┏━━

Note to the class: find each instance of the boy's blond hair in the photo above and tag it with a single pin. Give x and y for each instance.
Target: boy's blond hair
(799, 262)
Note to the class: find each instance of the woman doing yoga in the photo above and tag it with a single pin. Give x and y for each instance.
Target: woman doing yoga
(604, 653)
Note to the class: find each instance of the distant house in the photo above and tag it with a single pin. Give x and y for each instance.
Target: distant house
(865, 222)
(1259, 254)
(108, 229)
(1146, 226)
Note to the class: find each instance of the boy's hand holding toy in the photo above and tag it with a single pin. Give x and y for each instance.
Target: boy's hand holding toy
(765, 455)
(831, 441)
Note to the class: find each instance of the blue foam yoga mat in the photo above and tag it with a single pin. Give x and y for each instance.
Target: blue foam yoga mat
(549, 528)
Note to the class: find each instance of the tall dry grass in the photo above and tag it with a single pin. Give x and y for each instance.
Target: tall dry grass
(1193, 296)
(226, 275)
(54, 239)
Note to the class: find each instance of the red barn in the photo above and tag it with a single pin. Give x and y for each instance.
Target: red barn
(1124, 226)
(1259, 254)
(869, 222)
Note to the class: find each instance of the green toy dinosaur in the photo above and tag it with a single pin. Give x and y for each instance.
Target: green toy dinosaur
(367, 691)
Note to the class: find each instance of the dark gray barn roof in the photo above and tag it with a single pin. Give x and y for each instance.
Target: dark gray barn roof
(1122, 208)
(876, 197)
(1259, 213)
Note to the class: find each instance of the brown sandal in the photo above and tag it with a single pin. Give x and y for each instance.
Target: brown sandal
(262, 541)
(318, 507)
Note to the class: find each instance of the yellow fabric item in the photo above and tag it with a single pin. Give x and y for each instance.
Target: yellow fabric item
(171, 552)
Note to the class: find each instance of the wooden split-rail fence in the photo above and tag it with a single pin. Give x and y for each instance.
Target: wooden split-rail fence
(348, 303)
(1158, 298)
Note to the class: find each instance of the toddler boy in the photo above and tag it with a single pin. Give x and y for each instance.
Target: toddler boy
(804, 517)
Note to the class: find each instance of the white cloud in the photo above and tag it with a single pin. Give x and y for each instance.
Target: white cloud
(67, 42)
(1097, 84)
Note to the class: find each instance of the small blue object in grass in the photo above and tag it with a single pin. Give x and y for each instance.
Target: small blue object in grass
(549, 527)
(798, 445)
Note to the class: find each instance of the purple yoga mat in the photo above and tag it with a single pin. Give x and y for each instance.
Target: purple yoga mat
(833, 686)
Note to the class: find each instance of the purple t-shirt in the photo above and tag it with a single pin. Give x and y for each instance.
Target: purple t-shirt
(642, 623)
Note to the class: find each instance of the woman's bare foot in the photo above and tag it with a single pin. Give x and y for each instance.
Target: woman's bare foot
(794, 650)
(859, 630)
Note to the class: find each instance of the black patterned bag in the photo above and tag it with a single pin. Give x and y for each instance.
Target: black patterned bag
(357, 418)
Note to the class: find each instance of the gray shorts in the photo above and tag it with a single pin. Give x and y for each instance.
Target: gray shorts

┗━━

- [To do]: Reproduce the entries above exactly, but only the lines between the line holding "Target: woman doing yoga" and the line holding "Note to the class: find each instance of the boy's hand", inclusive.

- [Your response]:
Target: woman doing yoga
(604, 653)
Note to the class: find each instance of the distant house in the photo above and tag it with a single pin. Give x and y for each instance.
Target: distant house
(865, 222)
(1259, 254)
(108, 229)
(1146, 226)
Note to the class: find each instance of the boy's hand holding toy in the photo above and tag it with a single pin. Give x and y for each instance.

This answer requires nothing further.